- _Data shown_
* Begin *

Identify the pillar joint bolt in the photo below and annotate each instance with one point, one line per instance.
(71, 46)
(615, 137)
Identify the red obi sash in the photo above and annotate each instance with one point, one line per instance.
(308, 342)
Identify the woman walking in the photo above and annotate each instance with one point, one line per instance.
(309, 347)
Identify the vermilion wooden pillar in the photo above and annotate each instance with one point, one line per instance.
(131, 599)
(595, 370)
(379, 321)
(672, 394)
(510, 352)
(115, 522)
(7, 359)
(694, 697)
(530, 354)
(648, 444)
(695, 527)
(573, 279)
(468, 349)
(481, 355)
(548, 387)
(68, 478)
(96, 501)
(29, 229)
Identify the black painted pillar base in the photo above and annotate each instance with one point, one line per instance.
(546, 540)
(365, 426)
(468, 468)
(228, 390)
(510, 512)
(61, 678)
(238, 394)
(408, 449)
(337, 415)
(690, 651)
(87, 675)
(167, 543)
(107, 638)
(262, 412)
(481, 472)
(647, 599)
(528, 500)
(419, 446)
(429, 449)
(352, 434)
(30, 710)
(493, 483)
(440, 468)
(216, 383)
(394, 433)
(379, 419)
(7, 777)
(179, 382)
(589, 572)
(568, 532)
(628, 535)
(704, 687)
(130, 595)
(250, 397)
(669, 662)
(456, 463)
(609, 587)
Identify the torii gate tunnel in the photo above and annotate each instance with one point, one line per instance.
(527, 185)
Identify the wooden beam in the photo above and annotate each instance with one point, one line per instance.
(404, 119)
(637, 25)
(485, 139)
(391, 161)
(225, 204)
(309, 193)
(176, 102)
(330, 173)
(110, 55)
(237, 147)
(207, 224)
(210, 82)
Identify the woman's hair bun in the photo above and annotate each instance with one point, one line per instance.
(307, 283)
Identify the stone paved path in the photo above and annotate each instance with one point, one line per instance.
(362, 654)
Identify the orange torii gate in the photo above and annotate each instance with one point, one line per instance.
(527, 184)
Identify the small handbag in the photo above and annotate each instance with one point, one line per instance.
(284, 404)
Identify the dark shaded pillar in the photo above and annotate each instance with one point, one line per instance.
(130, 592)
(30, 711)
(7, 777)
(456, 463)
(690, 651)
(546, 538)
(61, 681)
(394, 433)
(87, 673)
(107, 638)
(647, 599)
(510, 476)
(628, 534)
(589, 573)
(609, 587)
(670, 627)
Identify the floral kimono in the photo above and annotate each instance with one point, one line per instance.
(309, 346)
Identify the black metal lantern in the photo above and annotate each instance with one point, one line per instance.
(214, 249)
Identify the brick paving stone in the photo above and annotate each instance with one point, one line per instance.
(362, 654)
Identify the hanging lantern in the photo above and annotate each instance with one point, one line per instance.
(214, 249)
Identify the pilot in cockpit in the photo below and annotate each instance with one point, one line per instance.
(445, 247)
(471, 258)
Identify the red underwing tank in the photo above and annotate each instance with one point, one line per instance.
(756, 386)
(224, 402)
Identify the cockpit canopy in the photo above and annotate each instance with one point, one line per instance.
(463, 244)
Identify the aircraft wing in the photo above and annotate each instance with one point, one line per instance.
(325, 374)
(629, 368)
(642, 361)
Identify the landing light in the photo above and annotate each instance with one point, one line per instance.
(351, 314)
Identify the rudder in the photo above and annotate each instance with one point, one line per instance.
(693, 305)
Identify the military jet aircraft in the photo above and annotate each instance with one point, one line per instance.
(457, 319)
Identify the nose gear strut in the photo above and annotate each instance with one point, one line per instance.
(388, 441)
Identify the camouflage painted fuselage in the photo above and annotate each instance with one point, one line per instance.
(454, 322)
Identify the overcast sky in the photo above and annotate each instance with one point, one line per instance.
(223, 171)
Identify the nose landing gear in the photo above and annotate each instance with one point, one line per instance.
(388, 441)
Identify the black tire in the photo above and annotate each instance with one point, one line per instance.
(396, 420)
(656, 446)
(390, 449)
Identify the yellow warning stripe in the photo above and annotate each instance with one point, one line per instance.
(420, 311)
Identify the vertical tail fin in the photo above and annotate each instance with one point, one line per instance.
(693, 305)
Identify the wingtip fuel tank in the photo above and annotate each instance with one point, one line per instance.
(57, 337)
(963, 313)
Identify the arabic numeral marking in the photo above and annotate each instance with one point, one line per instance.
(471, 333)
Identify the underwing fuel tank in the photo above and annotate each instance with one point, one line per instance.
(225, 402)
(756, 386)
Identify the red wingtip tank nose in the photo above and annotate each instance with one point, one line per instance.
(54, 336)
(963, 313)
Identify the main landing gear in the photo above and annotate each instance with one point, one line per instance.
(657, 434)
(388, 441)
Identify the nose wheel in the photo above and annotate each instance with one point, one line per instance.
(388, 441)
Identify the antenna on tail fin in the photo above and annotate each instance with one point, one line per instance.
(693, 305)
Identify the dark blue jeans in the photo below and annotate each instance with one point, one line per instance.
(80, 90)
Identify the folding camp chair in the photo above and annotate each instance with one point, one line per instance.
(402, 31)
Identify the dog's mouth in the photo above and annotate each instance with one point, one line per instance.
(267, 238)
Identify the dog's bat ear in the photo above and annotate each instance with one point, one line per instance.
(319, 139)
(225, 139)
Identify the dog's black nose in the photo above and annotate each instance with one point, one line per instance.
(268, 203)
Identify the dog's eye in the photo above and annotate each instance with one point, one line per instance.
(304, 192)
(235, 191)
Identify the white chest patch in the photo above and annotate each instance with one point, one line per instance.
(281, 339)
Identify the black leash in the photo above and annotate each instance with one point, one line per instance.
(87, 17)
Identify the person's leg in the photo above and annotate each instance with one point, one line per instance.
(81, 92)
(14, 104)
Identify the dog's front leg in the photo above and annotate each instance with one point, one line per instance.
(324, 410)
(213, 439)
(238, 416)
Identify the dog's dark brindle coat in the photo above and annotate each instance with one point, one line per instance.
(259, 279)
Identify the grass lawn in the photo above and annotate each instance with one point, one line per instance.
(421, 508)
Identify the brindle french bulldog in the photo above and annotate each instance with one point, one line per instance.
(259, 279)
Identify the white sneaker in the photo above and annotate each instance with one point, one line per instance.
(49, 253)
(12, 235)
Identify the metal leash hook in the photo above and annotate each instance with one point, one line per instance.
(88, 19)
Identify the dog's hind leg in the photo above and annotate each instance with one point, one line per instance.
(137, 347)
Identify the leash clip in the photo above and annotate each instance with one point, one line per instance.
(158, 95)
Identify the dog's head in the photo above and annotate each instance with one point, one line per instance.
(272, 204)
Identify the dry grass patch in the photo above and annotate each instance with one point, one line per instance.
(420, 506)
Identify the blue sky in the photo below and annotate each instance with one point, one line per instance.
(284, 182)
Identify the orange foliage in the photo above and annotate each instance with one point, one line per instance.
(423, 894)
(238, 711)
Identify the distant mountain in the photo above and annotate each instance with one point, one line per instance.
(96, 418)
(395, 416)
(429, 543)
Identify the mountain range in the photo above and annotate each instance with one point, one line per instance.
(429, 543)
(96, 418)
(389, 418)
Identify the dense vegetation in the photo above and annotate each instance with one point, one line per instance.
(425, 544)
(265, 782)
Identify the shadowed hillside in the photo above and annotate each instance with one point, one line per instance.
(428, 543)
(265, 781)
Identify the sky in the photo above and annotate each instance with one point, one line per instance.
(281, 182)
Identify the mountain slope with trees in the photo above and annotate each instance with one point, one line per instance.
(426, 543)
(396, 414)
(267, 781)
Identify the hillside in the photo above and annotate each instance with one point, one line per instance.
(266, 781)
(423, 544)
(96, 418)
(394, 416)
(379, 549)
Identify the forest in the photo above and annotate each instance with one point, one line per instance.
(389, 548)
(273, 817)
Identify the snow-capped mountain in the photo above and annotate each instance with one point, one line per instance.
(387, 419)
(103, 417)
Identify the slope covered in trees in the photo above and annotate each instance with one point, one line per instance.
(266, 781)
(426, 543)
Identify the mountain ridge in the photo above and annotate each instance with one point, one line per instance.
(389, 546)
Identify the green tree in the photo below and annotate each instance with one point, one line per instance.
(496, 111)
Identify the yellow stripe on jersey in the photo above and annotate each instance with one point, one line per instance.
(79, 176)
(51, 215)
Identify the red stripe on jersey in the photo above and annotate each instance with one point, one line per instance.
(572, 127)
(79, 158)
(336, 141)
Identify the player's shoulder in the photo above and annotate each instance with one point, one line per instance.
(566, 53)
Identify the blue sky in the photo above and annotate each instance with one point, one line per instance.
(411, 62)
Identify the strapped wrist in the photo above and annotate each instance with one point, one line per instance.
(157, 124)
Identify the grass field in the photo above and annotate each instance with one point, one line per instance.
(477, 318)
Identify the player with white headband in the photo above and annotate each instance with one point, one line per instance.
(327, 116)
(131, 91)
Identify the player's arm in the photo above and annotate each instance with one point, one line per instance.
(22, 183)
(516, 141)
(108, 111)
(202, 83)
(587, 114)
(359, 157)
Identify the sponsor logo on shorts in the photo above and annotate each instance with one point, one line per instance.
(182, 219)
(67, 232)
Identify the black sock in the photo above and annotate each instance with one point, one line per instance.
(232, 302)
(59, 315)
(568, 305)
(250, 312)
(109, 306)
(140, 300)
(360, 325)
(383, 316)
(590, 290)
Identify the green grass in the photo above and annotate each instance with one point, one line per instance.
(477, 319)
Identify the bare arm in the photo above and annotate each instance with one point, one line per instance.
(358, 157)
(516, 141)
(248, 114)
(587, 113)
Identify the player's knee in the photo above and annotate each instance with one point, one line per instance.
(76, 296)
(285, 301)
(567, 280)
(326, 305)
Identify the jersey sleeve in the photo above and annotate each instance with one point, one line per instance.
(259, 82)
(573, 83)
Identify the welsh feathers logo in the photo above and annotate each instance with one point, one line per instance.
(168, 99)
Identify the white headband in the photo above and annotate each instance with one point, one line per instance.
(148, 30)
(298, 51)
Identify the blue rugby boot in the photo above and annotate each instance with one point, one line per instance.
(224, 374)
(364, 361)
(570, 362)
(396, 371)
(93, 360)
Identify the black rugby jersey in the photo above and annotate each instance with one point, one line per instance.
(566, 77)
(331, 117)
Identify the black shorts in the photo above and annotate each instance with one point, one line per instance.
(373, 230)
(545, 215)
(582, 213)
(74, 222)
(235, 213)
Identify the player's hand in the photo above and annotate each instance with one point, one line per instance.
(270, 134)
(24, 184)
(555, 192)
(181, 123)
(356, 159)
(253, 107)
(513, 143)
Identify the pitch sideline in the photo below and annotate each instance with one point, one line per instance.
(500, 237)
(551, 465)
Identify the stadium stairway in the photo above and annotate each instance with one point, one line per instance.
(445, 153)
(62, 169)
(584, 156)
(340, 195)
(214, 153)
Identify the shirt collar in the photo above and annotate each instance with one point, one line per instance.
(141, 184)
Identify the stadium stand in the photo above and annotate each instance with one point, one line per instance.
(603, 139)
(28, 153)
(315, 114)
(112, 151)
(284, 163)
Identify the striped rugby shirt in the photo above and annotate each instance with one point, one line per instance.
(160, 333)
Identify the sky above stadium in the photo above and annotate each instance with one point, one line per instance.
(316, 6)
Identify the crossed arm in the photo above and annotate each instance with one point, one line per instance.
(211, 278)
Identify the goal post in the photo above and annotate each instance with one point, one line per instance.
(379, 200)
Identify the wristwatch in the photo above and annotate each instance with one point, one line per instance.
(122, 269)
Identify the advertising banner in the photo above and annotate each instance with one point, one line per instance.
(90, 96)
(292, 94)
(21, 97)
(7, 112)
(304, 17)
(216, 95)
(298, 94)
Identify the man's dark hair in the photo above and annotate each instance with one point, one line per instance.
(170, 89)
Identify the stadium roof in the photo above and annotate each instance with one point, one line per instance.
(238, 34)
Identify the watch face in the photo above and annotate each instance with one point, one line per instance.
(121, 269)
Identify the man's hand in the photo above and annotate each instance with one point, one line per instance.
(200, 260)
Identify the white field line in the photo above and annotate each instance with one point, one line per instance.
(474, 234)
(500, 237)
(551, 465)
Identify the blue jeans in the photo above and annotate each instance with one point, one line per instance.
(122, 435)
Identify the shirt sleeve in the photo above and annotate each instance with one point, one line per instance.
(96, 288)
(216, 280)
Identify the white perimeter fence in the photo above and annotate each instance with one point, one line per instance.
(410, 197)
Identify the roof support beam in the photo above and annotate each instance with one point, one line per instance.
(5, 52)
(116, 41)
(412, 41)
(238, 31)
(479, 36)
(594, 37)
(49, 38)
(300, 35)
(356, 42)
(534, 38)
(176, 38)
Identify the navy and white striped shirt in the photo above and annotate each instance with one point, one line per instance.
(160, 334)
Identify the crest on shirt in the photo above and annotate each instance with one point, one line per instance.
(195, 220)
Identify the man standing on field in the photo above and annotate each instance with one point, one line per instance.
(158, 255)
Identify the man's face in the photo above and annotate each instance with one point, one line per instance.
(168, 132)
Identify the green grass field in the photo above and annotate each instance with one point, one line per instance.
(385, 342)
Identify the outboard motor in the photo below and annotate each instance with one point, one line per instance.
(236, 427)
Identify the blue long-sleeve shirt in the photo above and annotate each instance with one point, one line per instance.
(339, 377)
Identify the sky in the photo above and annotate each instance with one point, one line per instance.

* End *

- _Required work_
Beginning at the line that holds "Identify the watch", write out word for word each line through the end of the records.

- _Result for this exercise_
Identify the watch face in the photo above and annotate each instance with one point, one line per instance.
(121, 269)
Identify the man's hand in the photo above and annotate each instance with one point, one line per instance.
(200, 260)
Identify the white field line in the photo above and annotate each instance with one point, one line per instance.
(474, 234)
(500, 237)
(551, 465)
Identify the blue jeans in the photo above and annotate each instance with one point, one line per instance.
(122, 435)
Identify the shirt sleeve in the photo above and annotate each instance with one point, one line per instance.
(96, 288)
(216, 280)
Identify the white perimeter fence in the photo above and annotate each instance with one point, one line per instance.
(410, 197)
Identify the roof support beam in the photo above and annotate each instance with one point, one line per instance.
(5, 52)
(116, 41)
(412, 41)
(238, 31)
(479, 36)
(594, 37)
(49, 38)
(300, 35)
(356, 42)
(534, 38)
(176, 38)
Identify the navy and white striped shirt in the photo above and annotate each instance with one point, one line per instance.
(160, 334)
Identify the crest on shirt in the photo above and annotate each instance with one point, one line per instance.
(195, 220)
Identify the man standing on field in the photo above and annotate each instance with one point, one line per instance.
(158, 255)
Identify the man's face in the photo above and annotate each instance with one point, one line per instance.
(168, 132)
Identify the green grass field in the photo above and annotate each instance with one point, one line per instance.
(385, 342)
Identify the outboard motor in the photo below and annotate each instance with one point, one line per instance.
(236, 427)
Identify the blue long-sleeve shirt in the photo above and annotate each instance with one point, one line per instance.
(339, 377)
Identify the sky in the photo above and annotate each instance with one point, one line per instance.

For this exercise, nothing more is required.